> Travail demandé:
[1] Réécrivez le texte sur la taille des ménages de « De manière très » jusqu'à « périurbains et ruraux. » inclus, en substituant « territoires ultramarins » à « Outre-mer ».
[2] Dans le texte sur la taille des ménages, quels types d'espaces la logique d'implantation des grands ménages distingue-t-elle désormais ?
[3] Poursuivez le texte sur la taille des ménages à partir de l'endroit où il s'arrête.

De manière très schématique, les espaces les plus urbains sont ceux qui ont été les moins bouleversés. A l’inverse, les espaces les plus ruraux ainsi que les régions d’un grand quart sud-ouest ainsi que les Outre-mer (à l’exception de la Guyane) ont connu de profondes transformations.
Alors qu’en 1968, l’implantation des grands ménages relevait surtout d’une logique régionale, elle relève désormais d’une logique distinguant davantage des « types » d’espaces : urbains, périurbains et ruraux.
Il y a cinquante ans, quatre grands ensembles régionaux se caractérisaient par l’accueil de ménages de taille relativement importante (supérieure à 3,3 personnes en moyenne) :
- dans l’Est, les massifs des Vosges du Nord (Moselle et Bas-Rhin) et du Jura (Doubs) ;
- dans le Nord, une large partie des Hauts-de-France et de la Normandie ;
- dans l’Ouest, les Pays de la Loire ; • enfin, dans le Sud-Ouest, la Gascogne.
A ces espaces de France métropolitaine s’ajoutaient les Outre-mer dont la quasi-totalité accueillait des ménages dont la taille moyenne était généralement supérieure à 4 personnes, soit très nettement au-dessus de la moyenne nationale de l’époque (3,1).

> Fiches d'identification de position:
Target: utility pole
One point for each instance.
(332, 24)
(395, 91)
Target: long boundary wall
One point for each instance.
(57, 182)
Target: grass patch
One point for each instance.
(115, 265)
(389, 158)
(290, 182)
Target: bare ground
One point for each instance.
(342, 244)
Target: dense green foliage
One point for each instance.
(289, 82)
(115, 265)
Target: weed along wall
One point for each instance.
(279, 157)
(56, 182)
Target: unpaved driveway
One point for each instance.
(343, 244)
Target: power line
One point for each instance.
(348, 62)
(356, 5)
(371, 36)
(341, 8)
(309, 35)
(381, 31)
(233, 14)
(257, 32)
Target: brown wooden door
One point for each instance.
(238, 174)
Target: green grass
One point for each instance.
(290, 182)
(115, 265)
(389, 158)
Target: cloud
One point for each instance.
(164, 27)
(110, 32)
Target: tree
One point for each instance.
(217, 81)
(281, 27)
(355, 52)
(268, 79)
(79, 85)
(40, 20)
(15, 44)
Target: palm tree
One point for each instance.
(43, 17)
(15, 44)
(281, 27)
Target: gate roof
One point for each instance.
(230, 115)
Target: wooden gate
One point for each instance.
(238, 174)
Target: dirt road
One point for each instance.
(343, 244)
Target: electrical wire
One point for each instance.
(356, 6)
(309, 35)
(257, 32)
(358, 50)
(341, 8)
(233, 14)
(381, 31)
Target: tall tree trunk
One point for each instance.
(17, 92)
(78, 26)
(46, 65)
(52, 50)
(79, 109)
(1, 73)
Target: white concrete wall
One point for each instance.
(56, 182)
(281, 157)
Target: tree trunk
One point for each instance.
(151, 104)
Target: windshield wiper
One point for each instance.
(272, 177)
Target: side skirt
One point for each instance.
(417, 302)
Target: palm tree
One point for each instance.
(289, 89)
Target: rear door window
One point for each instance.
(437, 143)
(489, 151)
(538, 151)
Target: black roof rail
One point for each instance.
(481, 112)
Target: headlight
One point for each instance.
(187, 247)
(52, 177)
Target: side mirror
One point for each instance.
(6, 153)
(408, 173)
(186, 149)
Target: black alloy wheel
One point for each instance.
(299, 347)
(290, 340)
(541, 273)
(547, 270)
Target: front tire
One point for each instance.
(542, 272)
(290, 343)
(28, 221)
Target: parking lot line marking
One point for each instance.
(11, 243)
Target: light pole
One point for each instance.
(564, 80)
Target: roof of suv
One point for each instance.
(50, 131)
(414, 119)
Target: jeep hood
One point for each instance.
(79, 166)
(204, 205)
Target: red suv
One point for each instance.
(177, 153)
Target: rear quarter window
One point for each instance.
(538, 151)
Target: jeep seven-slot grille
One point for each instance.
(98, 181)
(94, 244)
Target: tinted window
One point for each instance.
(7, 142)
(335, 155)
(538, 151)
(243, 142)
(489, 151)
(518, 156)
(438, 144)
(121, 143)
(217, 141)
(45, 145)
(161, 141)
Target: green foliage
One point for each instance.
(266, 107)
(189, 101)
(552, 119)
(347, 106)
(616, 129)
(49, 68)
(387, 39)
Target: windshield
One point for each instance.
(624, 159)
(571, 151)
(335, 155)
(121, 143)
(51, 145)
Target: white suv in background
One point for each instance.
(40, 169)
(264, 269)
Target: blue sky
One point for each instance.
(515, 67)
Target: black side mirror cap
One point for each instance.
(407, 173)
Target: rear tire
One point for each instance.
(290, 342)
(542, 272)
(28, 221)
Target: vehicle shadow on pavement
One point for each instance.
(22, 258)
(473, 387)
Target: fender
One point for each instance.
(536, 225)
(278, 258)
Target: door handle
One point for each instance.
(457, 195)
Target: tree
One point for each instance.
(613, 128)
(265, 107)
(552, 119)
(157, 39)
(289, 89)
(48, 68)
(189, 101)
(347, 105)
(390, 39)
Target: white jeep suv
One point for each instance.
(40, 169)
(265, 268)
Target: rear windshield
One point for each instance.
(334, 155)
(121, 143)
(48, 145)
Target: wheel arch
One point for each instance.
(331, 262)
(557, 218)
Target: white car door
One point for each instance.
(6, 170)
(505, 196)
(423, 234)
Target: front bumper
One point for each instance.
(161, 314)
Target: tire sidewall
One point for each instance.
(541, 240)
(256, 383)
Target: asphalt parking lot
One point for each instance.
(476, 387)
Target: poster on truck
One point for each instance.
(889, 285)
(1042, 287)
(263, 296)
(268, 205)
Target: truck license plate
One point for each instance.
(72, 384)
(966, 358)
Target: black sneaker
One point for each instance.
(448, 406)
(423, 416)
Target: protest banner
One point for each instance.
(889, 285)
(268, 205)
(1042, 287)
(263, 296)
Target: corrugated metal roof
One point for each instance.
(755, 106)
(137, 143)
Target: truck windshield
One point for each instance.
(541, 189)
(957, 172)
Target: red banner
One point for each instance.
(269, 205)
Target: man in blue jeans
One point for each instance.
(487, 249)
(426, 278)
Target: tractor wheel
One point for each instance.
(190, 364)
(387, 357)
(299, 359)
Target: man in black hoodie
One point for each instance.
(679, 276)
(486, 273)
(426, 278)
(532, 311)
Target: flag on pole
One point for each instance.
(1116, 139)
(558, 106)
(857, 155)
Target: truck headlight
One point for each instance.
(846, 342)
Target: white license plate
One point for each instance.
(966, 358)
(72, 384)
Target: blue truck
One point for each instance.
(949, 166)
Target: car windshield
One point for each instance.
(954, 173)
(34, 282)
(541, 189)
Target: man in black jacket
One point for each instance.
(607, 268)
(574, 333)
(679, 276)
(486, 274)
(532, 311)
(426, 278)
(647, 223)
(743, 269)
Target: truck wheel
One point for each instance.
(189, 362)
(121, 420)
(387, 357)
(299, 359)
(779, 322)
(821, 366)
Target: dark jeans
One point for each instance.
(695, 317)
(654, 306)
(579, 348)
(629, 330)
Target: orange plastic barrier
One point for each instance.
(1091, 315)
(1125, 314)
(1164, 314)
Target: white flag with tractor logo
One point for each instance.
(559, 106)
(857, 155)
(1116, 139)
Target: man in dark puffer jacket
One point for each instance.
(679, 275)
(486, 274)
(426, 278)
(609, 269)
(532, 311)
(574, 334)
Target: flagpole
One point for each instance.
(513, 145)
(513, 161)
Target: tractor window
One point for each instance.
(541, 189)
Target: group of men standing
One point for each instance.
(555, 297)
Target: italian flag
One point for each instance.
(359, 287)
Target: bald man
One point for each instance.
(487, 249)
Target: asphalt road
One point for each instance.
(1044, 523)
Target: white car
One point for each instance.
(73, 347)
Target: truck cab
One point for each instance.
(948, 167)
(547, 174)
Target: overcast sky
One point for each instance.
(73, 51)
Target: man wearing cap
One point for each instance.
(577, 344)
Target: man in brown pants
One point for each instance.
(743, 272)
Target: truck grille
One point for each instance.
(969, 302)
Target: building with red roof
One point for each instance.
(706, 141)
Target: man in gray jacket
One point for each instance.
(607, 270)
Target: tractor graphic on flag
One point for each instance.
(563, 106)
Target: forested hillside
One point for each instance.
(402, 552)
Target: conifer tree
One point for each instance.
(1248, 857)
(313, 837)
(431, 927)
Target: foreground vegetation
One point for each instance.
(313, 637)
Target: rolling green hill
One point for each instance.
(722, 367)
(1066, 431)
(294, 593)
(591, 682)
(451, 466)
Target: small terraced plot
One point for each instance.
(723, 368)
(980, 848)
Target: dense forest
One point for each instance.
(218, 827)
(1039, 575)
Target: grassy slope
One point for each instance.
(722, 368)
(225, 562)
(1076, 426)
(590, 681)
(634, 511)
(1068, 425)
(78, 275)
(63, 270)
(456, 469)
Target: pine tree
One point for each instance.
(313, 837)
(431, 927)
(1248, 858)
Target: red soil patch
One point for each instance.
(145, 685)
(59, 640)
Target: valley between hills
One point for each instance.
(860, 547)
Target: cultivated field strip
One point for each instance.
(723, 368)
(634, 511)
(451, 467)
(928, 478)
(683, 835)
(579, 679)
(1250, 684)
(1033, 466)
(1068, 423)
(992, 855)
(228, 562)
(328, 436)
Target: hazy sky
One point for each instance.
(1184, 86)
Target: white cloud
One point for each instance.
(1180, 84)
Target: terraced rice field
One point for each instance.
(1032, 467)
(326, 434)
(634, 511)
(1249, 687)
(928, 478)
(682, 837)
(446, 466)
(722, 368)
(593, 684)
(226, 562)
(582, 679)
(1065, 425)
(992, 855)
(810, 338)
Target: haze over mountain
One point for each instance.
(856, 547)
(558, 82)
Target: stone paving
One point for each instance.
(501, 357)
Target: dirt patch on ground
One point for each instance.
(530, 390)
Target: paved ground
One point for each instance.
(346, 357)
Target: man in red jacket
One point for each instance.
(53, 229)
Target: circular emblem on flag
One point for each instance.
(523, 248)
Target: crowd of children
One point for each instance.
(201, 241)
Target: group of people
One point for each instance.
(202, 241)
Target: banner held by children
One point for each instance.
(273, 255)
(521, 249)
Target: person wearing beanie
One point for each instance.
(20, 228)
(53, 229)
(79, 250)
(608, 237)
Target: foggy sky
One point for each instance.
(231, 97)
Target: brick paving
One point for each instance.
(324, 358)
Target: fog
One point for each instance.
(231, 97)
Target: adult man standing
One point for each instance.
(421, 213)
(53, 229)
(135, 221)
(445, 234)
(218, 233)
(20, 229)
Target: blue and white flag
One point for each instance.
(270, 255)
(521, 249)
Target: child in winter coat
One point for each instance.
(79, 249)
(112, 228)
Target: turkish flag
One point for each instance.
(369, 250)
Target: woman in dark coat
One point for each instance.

> Réponses:
[1]
De manière très schématique, les espaces les plus urbains sont ceux qui ont été les moins bouleversés. A l’inverse, les espaces les plus ruraux ainsi que les régions d’un grand quart sud-ouest ainsi que les territoires ultramarins (à l’exception de la Guyane) ont connu de profondes transformations.
Alors qu’en 1968, l’implantation des grands ménages relevait surtout d’une logique régionale, elle relève désormais d’une logique distinguant davantage des « types » d’espaces : urbains, périurbains et ruraux.

[2] Urbains, périurbains et ruraux.

[3]
En 2015, ce sont les territoires périurbains8, particulièrement ceux situés autour des grandes agglomérations (Paris, Lyon, Toulouse, Rennes, Nantes, Bordeaux, etc.) qui apparaissent comme les espaces où la taille moyenne des ménages est la plus élevée du pays. Celle-ci y est en moyenne de 2,4 personnes par ménage quand la valeur nationale est de 2,2. Le cas de l’Île-de-France est emblématique de ce phénomène. Alors qu’en 1968, cette région était celle dont la taille moyenne des ménages était la plus petite (2,7 personnes contre une moyenne nationale à 3,1), elle est aujourd’hui avec les Hauts-de-France la région métropolitaine dont la taille moyenne des ménages est la plus importante (2,3 contre une moyenne nationale à 2,2 en 2015). Ce changement de position dans le paysage national est largement dû au poids important qu’occupent les espaces périurbains dans la région capitale, en nombre d’habitants.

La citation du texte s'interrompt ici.